**Text-to-region grounding data:**
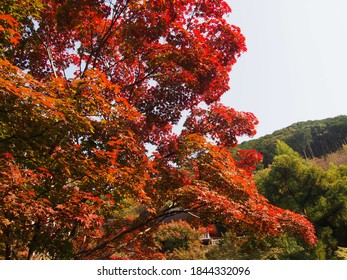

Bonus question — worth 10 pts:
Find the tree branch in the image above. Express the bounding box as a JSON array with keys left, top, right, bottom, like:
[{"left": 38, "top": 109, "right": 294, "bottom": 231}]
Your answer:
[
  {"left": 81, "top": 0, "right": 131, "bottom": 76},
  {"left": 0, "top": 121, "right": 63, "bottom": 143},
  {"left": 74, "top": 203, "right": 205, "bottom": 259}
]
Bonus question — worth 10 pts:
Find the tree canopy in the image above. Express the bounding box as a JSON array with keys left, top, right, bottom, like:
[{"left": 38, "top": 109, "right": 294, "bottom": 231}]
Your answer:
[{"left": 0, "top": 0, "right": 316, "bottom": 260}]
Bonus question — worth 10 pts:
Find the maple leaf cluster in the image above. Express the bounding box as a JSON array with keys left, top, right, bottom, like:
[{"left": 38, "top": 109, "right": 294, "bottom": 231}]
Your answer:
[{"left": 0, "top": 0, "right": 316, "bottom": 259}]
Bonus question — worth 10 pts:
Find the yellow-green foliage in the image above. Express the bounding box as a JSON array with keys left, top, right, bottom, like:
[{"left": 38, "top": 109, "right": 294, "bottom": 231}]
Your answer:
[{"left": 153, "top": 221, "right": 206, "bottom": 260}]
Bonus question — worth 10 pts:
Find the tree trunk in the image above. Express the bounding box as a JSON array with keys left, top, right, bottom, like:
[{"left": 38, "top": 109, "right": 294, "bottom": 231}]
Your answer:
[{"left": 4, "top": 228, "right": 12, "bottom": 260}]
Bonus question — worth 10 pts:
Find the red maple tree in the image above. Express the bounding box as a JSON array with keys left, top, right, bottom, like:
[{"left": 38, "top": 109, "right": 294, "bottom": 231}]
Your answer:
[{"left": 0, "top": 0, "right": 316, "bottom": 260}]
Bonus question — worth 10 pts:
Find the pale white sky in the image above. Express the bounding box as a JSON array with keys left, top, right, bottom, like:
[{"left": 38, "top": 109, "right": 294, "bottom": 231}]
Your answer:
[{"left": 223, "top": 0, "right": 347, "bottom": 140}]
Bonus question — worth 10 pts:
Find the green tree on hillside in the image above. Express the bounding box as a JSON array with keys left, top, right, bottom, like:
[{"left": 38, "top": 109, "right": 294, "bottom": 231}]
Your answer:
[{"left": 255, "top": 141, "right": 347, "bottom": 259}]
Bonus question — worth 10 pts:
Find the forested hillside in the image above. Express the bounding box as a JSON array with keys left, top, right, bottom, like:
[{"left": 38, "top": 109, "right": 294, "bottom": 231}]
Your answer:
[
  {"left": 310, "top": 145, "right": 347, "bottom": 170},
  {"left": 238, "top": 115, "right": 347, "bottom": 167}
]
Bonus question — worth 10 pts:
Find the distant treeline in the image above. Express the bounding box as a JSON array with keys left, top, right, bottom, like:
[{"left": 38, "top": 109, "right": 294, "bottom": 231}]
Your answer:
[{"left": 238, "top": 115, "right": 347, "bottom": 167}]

**Exercise prompt:** Could you reproduce the entries verbatim, leaving out all pictures?

**Output for this task:**
Bonus question — worth 10 pts:
Find the tree branch in the image above. Express the bounding box as a JSON array with keys left, top, right, bottom, like:
[{"left": 38, "top": 109, "right": 294, "bottom": 231}]
Your answer:
[
  {"left": 81, "top": 0, "right": 131, "bottom": 76},
  {"left": 0, "top": 121, "right": 63, "bottom": 143},
  {"left": 74, "top": 203, "right": 205, "bottom": 259}
]
Bonus question — worth 10 pts:
Find the tree canopy in the image above. Express the bounding box as a JSON array with keys left, top, right, bottom, like:
[{"left": 38, "top": 109, "right": 294, "bottom": 231}]
Your answer:
[{"left": 0, "top": 0, "right": 316, "bottom": 260}]
Bonus question — worth 10 pts:
Find the maple leaf cluster in the image above. Express the bounding box as a JSON array with keys left, top, right, bottom, like:
[{"left": 38, "top": 109, "right": 294, "bottom": 231}]
Your answer:
[{"left": 0, "top": 0, "right": 316, "bottom": 259}]
Bonus question — worth 10 pts:
Find the yellow-green foliage in the image above. Express the bounding box as a JSON array with keys left, top, right, bottom, like:
[{"left": 38, "top": 109, "right": 294, "bottom": 231}]
Your answer:
[{"left": 153, "top": 221, "right": 206, "bottom": 260}]
Bonus question — worth 10 pts:
Find the tree trunk in the image above. Express the bounding box as a JSON array with keys left, top, right, bottom, like:
[{"left": 38, "top": 109, "right": 294, "bottom": 231}]
Your answer:
[{"left": 4, "top": 228, "right": 12, "bottom": 260}]
Bonus question — worth 10 pts:
Find the red maple tree in the image above. Express the bounding box as a JSON array with keys left, top, right, bottom, like:
[{"left": 38, "top": 109, "right": 294, "bottom": 231}]
Your answer:
[{"left": 0, "top": 0, "right": 316, "bottom": 260}]
Bonus question — worth 10 pts:
Find the pale white sky in the image above. Express the bounding box as a JSON array with keys left, top, right, bottom, like:
[{"left": 38, "top": 109, "right": 294, "bottom": 231}]
Your answer:
[{"left": 223, "top": 0, "right": 347, "bottom": 140}]
Bonus question — worth 10 pts:
Find the green tree on hillside in the image above. Express the bounding box as a JSON array with keys left, top, right, bottom, like:
[{"left": 38, "top": 109, "right": 294, "bottom": 231}]
Your answer:
[{"left": 255, "top": 141, "right": 347, "bottom": 259}]
Bonus question — worth 10 pts:
Find the forested hillside in the image above. Express the bounding box as a JSON array with keys left, top, right, bottom, like:
[{"left": 38, "top": 109, "right": 294, "bottom": 231}]
Your answer:
[
  {"left": 310, "top": 145, "right": 347, "bottom": 170},
  {"left": 238, "top": 115, "right": 347, "bottom": 167}
]
Bonus question — worth 10 pts:
Find the distant treeline in the image above. Express the bounding box as a JSON array with keys left, top, right, bottom, like:
[{"left": 38, "top": 109, "right": 294, "bottom": 231}]
Your answer:
[{"left": 238, "top": 115, "right": 347, "bottom": 167}]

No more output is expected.